Prompt: Filter the records below for the word "bird". Keep each line that has it.

Record set:
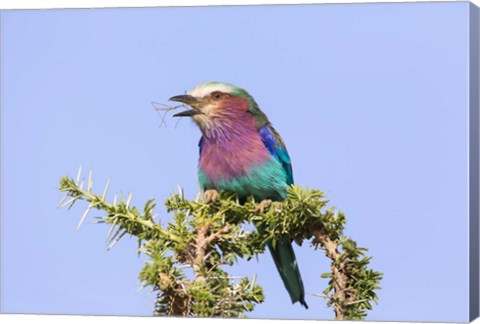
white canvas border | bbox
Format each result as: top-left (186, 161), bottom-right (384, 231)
top-left (0, 0), bottom-right (479, 10)
top-left (0, 1), bottom-right (478, 324)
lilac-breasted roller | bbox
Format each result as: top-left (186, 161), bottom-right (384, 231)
top-left (170, 82), bottom-right (308, 308)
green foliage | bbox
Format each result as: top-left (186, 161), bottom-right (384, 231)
top-left (58, 168), bottom-right (382, 319)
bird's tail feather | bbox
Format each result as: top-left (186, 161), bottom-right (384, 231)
top-left (267, 237), bottom-right (308, 309)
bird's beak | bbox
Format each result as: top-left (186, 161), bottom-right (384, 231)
top-left (169, 95), bottom-right (203, 117)
top-left (169, 94), bottom-right (199, 105)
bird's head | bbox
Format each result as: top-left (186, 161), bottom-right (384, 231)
top-left (170, 82), bottom-right (269, 133)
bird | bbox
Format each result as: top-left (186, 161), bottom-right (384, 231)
top-left (170, 81), bottom-right (308, 309)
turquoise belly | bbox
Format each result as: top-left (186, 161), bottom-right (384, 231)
top-left (198, 156), bottom-right (288, 201)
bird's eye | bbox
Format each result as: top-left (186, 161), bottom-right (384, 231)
top-left (211, 92), bottom-right (224, 100)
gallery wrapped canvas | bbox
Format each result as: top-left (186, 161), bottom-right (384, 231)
top-left (1, 1), bottom-right (479, 323)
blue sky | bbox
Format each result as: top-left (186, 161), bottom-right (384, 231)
top-left (0, 2), bottom-right (472, 321)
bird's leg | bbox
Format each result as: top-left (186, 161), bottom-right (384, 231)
top-left (203, 189), bottom-right (220, 203)
top-left (255, 199), bottom-right (272, 214)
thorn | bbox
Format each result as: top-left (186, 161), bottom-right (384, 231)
top-left (102, 178), bottom-right (111, 201)
top-left (77, 204), bottom-right (92, 230)
top-left (177, 184), bottom-right (184, 199)
top-left (67, 197), bottom-right (78, 210)
top-left (87, 169), bottom-right (93, 191)
top-left (57, 194), bottom-right (69, 208)
top-left (251, 274), bottom-right (257, 290)
top-left (76, 165), bottom-right (83, 185)
top-left (59, 196), bottom-right (77, 209)
top-left (106, 221), bottom-right (117, 242)
top-left (107, 237), bottom-right (121, 250)
top-left (78, 179), bottom-right (85, 191)
top-left (126, 193), bottom-right (133, 209)
top-left (310, 293), bottom-right (329, 299)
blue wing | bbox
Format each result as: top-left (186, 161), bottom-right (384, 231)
top-left (259, 125), bottom-right (294, 185)
top-left (198, 136), bottom-right (204, 156)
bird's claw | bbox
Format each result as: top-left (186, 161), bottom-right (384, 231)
top-left (255, 199), bottom-right (272, 214)
top-left (203, 189), bottom-right (220, 203)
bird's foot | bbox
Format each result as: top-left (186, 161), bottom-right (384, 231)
top-left (203, 189), bottom-right (220, 203)
top-left (255, 199), bottom-right (272, 214)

Expected answer:
bird's tail feather | bbox
bird's beak | bbox
bird's head | bbox
bird | bbox
bird's eye | bbox
bird's leg | bbox
bird's claw | bbox
bird's foot | bbox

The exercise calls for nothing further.